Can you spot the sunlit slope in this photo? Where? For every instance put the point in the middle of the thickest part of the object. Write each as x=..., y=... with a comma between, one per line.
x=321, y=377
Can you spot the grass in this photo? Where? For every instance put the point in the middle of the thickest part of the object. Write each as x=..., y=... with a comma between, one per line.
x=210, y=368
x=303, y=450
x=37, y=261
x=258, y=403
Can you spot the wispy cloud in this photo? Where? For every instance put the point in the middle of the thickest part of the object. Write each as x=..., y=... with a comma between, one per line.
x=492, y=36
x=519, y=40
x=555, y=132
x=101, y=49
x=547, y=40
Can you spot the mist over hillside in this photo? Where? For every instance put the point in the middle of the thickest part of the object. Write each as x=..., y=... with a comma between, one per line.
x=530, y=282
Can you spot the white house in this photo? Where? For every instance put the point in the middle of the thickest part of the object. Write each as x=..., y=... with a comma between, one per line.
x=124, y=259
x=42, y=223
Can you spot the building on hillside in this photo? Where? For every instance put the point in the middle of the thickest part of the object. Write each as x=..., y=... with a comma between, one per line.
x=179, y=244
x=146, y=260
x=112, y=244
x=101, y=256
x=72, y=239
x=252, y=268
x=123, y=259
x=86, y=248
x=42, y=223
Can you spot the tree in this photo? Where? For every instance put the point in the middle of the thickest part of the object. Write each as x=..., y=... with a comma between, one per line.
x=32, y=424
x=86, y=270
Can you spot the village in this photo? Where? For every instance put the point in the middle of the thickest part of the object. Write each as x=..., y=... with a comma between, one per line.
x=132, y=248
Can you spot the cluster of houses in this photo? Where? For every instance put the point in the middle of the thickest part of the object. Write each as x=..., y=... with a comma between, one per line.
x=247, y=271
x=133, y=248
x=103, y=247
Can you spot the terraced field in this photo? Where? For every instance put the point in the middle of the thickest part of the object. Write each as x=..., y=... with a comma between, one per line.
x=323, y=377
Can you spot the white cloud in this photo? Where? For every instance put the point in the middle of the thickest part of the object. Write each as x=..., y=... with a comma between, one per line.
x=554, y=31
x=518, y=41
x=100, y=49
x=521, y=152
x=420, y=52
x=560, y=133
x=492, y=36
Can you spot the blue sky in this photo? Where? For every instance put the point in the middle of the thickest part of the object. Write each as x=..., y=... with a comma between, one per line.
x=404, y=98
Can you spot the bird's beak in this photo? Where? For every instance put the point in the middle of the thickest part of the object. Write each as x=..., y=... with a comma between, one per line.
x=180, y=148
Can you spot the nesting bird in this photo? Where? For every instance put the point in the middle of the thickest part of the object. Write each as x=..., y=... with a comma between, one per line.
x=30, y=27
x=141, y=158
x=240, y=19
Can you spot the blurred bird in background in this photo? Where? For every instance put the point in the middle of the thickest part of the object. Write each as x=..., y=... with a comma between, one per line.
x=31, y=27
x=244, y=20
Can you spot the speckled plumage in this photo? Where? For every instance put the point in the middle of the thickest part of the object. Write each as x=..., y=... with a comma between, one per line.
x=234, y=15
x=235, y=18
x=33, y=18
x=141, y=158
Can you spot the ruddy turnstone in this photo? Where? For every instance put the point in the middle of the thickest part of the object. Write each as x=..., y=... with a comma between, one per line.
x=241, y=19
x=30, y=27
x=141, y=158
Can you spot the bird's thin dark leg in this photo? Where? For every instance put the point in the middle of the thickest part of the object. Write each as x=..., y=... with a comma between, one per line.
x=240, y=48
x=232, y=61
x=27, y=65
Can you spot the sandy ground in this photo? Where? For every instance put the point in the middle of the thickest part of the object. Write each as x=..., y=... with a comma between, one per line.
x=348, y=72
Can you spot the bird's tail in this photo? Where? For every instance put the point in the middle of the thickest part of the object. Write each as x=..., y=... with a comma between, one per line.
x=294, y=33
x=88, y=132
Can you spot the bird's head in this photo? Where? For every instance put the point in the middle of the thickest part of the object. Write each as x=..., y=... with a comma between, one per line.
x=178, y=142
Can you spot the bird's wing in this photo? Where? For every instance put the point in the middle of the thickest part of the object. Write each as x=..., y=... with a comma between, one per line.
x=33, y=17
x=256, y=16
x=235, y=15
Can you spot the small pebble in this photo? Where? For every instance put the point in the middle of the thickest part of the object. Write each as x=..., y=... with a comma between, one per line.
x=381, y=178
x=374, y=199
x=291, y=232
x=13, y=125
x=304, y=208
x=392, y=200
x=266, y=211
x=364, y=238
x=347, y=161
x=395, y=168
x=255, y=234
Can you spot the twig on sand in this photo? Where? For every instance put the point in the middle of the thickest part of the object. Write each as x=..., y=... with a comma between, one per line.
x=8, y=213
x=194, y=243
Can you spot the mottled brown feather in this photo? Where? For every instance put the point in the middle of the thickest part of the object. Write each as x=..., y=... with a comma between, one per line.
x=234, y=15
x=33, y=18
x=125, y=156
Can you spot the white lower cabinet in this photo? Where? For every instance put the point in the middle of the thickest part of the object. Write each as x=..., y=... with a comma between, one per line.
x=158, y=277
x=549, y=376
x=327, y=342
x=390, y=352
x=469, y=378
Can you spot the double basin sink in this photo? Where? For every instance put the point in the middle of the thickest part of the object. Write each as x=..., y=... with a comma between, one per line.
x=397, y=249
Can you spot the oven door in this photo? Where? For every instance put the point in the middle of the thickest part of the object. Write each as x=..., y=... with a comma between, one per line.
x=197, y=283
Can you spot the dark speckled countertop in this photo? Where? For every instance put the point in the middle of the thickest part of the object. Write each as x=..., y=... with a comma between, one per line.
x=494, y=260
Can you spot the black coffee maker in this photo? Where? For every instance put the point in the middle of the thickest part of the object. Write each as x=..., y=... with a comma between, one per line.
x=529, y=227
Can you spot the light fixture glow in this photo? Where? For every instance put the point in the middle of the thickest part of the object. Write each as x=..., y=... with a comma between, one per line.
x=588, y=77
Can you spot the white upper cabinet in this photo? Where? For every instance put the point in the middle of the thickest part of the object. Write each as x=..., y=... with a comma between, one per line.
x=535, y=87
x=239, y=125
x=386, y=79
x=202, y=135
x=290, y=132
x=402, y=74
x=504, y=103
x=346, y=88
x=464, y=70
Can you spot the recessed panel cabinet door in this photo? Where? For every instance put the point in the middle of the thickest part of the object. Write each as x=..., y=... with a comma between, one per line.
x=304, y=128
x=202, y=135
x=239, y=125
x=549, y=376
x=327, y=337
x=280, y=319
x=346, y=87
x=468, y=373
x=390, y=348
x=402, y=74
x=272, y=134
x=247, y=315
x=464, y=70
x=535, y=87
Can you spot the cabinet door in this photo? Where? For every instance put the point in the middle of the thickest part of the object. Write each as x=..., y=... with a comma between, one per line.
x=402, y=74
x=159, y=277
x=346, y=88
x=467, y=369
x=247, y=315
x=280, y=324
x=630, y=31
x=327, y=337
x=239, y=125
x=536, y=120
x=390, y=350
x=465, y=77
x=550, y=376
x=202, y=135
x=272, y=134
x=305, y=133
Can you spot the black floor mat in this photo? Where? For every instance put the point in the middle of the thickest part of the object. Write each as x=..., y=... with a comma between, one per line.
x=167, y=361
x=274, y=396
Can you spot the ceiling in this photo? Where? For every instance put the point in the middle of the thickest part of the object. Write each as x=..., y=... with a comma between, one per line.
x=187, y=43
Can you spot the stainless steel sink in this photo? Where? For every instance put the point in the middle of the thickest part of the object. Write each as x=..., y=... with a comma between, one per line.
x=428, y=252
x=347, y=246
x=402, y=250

▶ [WORK ORDER]
Everything in the listing must be written out again without any change.

▶ [SOLUTION TO THE EXERCISE]
Can you spot the sunlit slope in this photo? Where? For every instance put the point in the middle of the thickest part of the object. Write each as x=..., y=... with a comma between, one per line.
x=321, y=377
Can you spot the grass in this photo? Where? For every instance put the point in the middle of the thickest part of the object. Write each as x=..., y=... with a comma between, one per line.
x=210, y=368
x=303, y=450
x=37, y=261
x=258, y=403
Can you spot the wispy cloud in this photo? Where? For every instance put the point in the middle of the thickest part of the object. Write each as x=..., y=... with a comma between, one per line.
x=492, y=36
x=519, y=40
x=555, y=132
x=101, y=49
x=547, y=40
Can you spot the mist over hillside in this photo? Where? For every instance put the point in the middle of the thickest part of the object. Write each as x=..., y=... with a comma between, one per line.
x=530, y=282
Can you spot the white house in this photo? Where? For every instance put the point in the middle of the thickest part of the object. Write each as x=..., y=... with a comma between, one per line.
x=124, y=259
x=42, y=223
Can you spot the building on hillside in this photo? Where? For every instance put the point in the middle of the thickest part of the object. Write each as x=..., y=... with a comma between, one per line.
x=179, y=244
x=146, y=260
x=112, y=244
x=101, y=256
x=72, y=239
x=252, y=268
x=123, y=259
x=86, y=248
x=42, y=223
Can you spot the tree in this photo? Where? For every instance put the point in the middle of the thickest part of the object. Write each as x=..., y=... with a comma between, one per line.
x=32, y=424
x=86, y=270
Can you spot the village in this photo? Where? For every instance put the point in the middle of the thickest part of the object. Write each as x=..., y=... with a comma between, one per line.
x=132, y=248
Can you spot the cluster of houses in this photo? Where? For every instance put the point in the middle of the thickest part of the object. Write each as x=..., y=... with a comma between, one per line.
x=247, y=271
x=133, y=248
x=103, y=247
Can you spot the terraced field in this photo? Where? For every instance put the point in the middle of the thickest part of the object. Write each as x=..., y=... with a comma between, one per line.
x=323, y=377
Can you spot the white cloud in this photo? Where? For every instance put the point in the middle of the thickest part of the object. Write each as x=..., y=... with a comma between, one per line.
x=554, y=31
x=518, y=41
x=100, y=49
x=521, y=152
x=420, y=52
x=560, y=133
x=492, y=36
Can you spot the blue sky in this photo? Where? For every instance put the point in the middle of the thickest part of the object. Write each as x=..., y=... with a comma between, one per line.
x=404, y=98
Can you spot the bird's beak in this photo? Where? For every instance put the point in the middle of the thickest part of the object. Write each as x=..., y=... with a comma between, one per line.
x=180, y=148
Can you spot the nesting bird in this photo? Where? For every instance put the point in the middle of the thickest part of the object. Write each as x=..., y=... with a comma between, one per line.
x=30, y=27
x=141, y=158
x=240, y=19
Can you spot the blurred bird in background in this photo? Where? For every instance put the point in the middle of the thickest part of the object. Write each as x=..., y=... with a comma between, one per line.
x=31, y=27
x=244, y=20
Can you spot the speckled plumage in this photo? Where? For every instance put the point in the middle of the thickest part of the object. Write each as x=..., y=... with a comma between, one per line.
x=234, y=15
x=235, y=18
x=33, y=18
x=141, y=158
Can you spot the ruddy turnstone in this photo? Where? For every instance put the point in the middle of the thickest part of the object. Write each as x=..., y=... with a comma between, one per line.
x=241, y=19
x=30, y=27
x=141, y=158
Can you spot the bird's thin dark leg in this photo? Where? For every instance put the point in the middle of the thickest part of the object. Write each as x=..., y=... with a comma between, one per line.
x=240, y=48
x=232, y=61
x=27, y=65
Can you spot the sandy ground in this photo? Where? For every instance put the point in the middle of the thickest part of the object. Write each as x=..., y=... with a comma between, one per line.
x=348, y=72
Can you spot the bird's tail in this photo? Where? For every instance put the point in the middle of the thickest part of the object. Write each as x=..., y=... with a comma between, one per line.
x=294, y=33
x=88, y=132
Can you spot the bird's head in this photo? Where? For every instance put the point in the middle of the thickest part of the object. Write each as x=..., y=... with a comma between, one per line.
x=178, y=142
Can you spot the bird's wing in this photo? Where? For every instance put the point in the middle of the thickest part of the object. Write each as x=..., y=... with a comma between, one per line.
x=33, y=17
x=256, y=16
x=235, y=15
Can you spot the small pebble in this photo? Where? For every instance put the point in the middle of the thickest part of the object. Write each as x=..., y=... with a comma between, one per line.
x=381, y=178
x=374, y=199
x=291, y=232
x=13, y=125
x=304, y=208
x=392, y=200
x=266, y=211
x=364, y=238
x=347, y=161
x=395, y=168
x=255, y=234
Can you spot the twig on sand in this photo? Where? For every instance put the point in the middle of the thickest part of the object. Write each as x=..., y=... with a comma between, one per line.
x=8, y=213
x=194, y=243
Can you spot the mottled brown feather in this photo? Where? For every instance put the point in the middle of the thickest part of the object. Write each as x=..., y=... with a comma between, one per line.
x=234, y=15
x=33, y=18
x=125, y=156
Can you spot the white lower cabinet in this photo? Where? For every instance put the point in the middle of the thickest part of the object. Write each as x=..., y=... with a comma between, one per line.
x=158, y=277
x=549, y=376
x=327, y=342
x=390, y=352
x=469, y=378
Can you spot the double basin sink in this photo? Where? For every instance put the point in the middle of the thickest part of the object. Write each as x=..., y=... with a comma between, one per line.
x=397, y=249
Can you spot the oven door in this photo? Where? For every instance put the point in the middle of the thickest part of the object. Write each as x=..., y=... with a comma between, one per line.
x=197, y=283
Can you spot the dark speckled countertop in this photo? Where? For every instance put the point in the middle of the thickest part of the object. Write each as x=..., y=... with a comma between, one per line.
x=494, y=260
Can you spot the black coffee maker in this photo? Where? For every instance put the point in the middle of the thickest part of the object. Write each as x=..., y=... with a comma between, one per line.
x=529, y=227
Can you spot the light fixture glow in this photo? Where? For every instance put the point in the middle of the thickest part of the object. Write each as x=..., y=... with a comma between, one per line.
x=588, y=77
Can you spot the white upper cabinet in this photo? Where? For every instance put the point in the middle of the thickest part of the object. Write each as x=..., y=... with a comma between, one per line.
x=535, y=87
x=239, y=125
x=386, y=79
x=202, y=135
x=290, y=132
x=402, y=74
x=504, y=103
x=346, y=88
x=464, y=70
Can you spot the recessed panel cabinet door in this photo? Where? For every instance put the point in the middle of the thickest part of the object. Write each as x=..., y=... with a comma between, one per line.
x=304, y=128
x=202, y=135
x=239, y=125
x=549, y=376
x=327, y=337
x=280, y=319
x=346, y=87
x=468, y=373
x=390, y=348
x=402, y=74
x=272, y=134
x=247, y=315
x=464, y=70
x=535, y=87
Can you spot the cabinet door in this photo? Where? For every instance put the point in the middle of the thickest part of the object. Write each as x=..., y=... with a comma between, one per line.
x=402, y=74
x=159, y=277
x=346, y=88
x=467, y=369
x=247, y=315
x=280, y=324
x=630, y=31
x=327, y=337
x=239, y=125
x=536, y=120
x=390, y=350
x=465, y=77
x=550, y=376
x=202, y=135
x=272, y=134
x=305, y=133
Can you spot the black floor mat in this photo? Where? For every instance put the point in the middle of the thickest part of the object. Write each as x=..., y=... with a comma between, one per line.
x=167, y=361
x=274, y=396
Can you spot the ceiling in this photo? Where? For every instance put the point in the middle of the thickest part of the object. Write each as x=..., y=... with a comma between, one per line.
x=187, y=43
Can you spot the stainless steel sink in this photo? Where? For every instance put the point in the middle of the thickest part of the object. Write each as x=..., y=... with a comma between, one per line.
x=428, y=252
x=347, y=246
x=402, y=250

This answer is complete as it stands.